Dataset excerpt:

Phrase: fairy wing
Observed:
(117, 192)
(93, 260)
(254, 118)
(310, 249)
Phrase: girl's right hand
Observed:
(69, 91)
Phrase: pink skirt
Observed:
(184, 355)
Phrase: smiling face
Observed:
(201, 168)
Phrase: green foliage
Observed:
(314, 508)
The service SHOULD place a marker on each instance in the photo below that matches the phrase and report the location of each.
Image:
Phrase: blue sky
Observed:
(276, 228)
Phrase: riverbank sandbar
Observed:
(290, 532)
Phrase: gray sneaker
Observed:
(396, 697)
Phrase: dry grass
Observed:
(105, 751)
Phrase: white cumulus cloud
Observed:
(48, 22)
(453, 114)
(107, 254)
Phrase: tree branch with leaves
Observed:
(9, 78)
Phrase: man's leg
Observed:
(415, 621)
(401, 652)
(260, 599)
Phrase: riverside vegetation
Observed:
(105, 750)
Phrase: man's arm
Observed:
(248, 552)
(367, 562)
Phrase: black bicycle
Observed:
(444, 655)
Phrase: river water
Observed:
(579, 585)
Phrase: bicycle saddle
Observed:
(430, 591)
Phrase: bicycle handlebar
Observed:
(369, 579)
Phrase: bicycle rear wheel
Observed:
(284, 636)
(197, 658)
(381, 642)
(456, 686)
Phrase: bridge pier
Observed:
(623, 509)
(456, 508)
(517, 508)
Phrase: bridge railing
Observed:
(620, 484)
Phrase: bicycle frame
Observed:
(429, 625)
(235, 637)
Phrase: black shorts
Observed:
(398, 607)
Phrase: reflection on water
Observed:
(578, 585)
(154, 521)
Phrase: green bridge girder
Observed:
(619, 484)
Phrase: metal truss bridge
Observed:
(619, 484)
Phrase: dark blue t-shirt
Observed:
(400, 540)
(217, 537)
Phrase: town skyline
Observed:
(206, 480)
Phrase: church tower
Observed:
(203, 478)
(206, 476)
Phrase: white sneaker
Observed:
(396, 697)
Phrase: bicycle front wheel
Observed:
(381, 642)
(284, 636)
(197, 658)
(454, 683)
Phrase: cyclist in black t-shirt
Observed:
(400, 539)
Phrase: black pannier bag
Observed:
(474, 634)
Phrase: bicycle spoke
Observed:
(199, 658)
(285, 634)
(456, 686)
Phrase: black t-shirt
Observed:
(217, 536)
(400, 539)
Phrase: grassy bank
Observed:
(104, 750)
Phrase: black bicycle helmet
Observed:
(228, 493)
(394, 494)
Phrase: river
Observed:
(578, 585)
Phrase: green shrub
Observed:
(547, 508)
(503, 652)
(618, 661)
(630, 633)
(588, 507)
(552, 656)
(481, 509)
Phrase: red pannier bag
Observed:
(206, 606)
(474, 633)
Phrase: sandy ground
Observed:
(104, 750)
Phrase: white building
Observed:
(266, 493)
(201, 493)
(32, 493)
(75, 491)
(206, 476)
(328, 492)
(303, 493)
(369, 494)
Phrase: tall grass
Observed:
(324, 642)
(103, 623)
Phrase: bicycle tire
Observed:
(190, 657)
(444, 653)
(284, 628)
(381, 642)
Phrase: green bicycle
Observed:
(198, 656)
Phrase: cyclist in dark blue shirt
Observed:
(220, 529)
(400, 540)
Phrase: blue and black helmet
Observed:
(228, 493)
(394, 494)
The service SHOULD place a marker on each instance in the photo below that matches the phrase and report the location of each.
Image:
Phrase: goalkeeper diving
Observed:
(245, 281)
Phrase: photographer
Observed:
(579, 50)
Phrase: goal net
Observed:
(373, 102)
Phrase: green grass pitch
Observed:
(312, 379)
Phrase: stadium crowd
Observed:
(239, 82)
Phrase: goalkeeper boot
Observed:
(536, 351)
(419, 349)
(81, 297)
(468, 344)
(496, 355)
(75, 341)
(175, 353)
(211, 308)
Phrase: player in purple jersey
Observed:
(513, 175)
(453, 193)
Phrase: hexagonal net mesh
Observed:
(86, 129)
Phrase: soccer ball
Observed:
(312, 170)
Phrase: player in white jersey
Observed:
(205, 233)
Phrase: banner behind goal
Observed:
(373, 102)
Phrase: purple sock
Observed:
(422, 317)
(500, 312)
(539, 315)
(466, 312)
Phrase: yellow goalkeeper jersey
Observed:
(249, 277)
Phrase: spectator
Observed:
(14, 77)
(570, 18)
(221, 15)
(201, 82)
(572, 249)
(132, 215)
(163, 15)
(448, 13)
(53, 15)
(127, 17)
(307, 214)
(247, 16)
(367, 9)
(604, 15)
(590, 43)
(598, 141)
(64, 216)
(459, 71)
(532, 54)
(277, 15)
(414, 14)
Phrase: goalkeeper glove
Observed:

## Requirement
Can you restate every record above word for word?

## Output for this task
Phrase: fairy wing
Observed:
(117, 192)
(93, 260)
(254, 118)
(310, 249)
Phrase: girl's right hand
Observed:
(69, 91)
Phrase: pink skirt
Observed:
(184, 355)
Phrase: smiling face
Observed:
(201, 168)
Phrase: green foliage
Observed:
(314, 508)
The service SHOULD place a marker on each instance in the photo below that matches the phrase and report the location of each.
Image:
Phrase: blue sky
Observed:
(276, 228)
Phrase: riverbank sandbar
Observed:
(290, 532)
Phrase: gray sneaker
Observed:
(396, 697)
Phrase: dry grass
Observed:
(105, 751)
Phrase: white cumulus cloud
Observed:
(48, 22)
(453, 114)
(107, 254)
Phrase: tree branch with leaves
Observed:
(9, 78)
Phrase: man's leg
Observed:
(415, 621)
(401, 652)
(260, 599)
Phrase: riverside vegetation
Observed:
(105, 750)
Phrase: man's arm
Observed:
(248, 552)
(367, 562)
Phrase: black bicycle
Observed:
(444, 655)
Phrase: river water
Observed:
(579, 585)
Phrase: bicycle saddle
Observed:
(430, 591)
Phrase: bicycle handlebar
Observed:
(369, 579)
Phrase: bicycle rear wheel
Observed:
(284, 636)
(197, 658)
(381, 642)
(456, 686)
Phrase: bridge pier
Observed:
(623, 509)
(456, 508)
(517, 508)
Phrase: bridge railing
Observed:
(620, 484)
Phrase: bicycle frame
Observed:
(429, 625)
(235, 637)
Phrase: black shorts
Observed:
(398, 607)
Phrase: reflection on water
Observed:
(578, 585)
(154, 521)
Phrase: green bridge girder
Observed:
(619, 484)
Phrase: metal truss bridge
Observed:
(619, 484)
Phrase: dark blue t-shirt
Observed:
(400, 540)
(217, 537)
Phrase: town skyline
Observed:
(206, 480)
Phrase: church tower
Observed:
(203, 478)
(206, 476)
Phrase: white sneaker
Observed:
(396, 697)
Phrase: bicycle front wheel
Observed:
(381, 642)
(284, 636)
(197, 658)
(454, 683)
Phrase: cyclist in black t-shirt
Observed:
(400, 539)
Phrase: black pannier bag
Observed:
(474, 634)
Phrase: bicycle spoke
Observed:
(199, 658)
(285, 634)
(456, 686)
Phrase: black t-shirt
Observed:
(217, 536)
(400, 539)
Phrase: grassy bank
Observed:
(104, 750)
Phrase: black bicycle helmet
Observed:
(228, 493)
(394, 494)
Phrase: river
Observed:
(578, 585)
Phrase: green shrub
Observed:
(547, 508)
(503, 652)
(618, 661)
(630, 633)
(588, 507)
(552, 656)
(481, 509)
Phrase: red pannier bag
Observed:
(206, 606)
(474, 633)
Phrase: sandy ground
Observed:
(104, 750)
Phrase: white building
Observed:
(266, 493)
(201, 493)
(32, 493)
(75, 491)
(206, 476)
(328, 492)
(303, 493)
(369, 494)
Phrase: tall grass
Observed:
(324, 642)
(103, 623)
Phrase: bicycle tire
Observed:
(190, 657)
(444, 653)
(284, 628)
(381, 642)
Phrase: green bicycle
Observed:
(198, 656)
Phrase: cyclist in dark blue shirt
Observed:
(220, 529)
(400, 540)
Phrase: blue and black helmet
Observed:
(228, 493)
(394, 494)
The service SHOULD place a marker on each instance in the photo below that matches the phrase and report the location of each.
Image:
Phrase: goalkeeper diving
Observed:
(245, 281)
Phrase: photographer
Observed:
(579, 50)
Phrase: goal net
Observed:
(373, 102)
Phrase: green grass pitch
Observed:
(312, 379)
Phrase: stadium crowd
Observed:
(239, 82)
Phrase: goalkeeper boot
Observed:
(536, 351)
(419, 349)
(81, 297)
(468, 344)
(496, 355)
(75, 341)
(175, 353)
(211, 308)
Phrase: player in purple jersey
Observed:
(513, 175)
(453, 193)
Phrase: hexagonal net mesh
Observed:
(86, 129)
Phrase: soccer ball
Observed:
(312, 170)
Phrase: player in white jersey
Observed:
(205, 233)
Phrase: banner behind goal
Observed:
(373, 102)
Phrase: purple sock
Observed:
(422, 317)
(500, 312)
(539, 315)
(466, 312)
Phrase: yellow goalkeeper jersey
Observed:
(249, 277)
Phrase: spectator
Observed:
(14, 77)
(570, 18)
(221, 15)
(201, 82)
(572, 249)
(132, 215)
(163, 15)
(448, 13)
(53, 15)
(127, 17)
(307, 214)
(247, 16)
(367, 9)
(604, 15)
(590, 43)
(598, 141)
(64, 216)
(459, 71)
(532, 54)
(277, 15)
(414, 14)
Phrase: goalkeeper glove
Observed:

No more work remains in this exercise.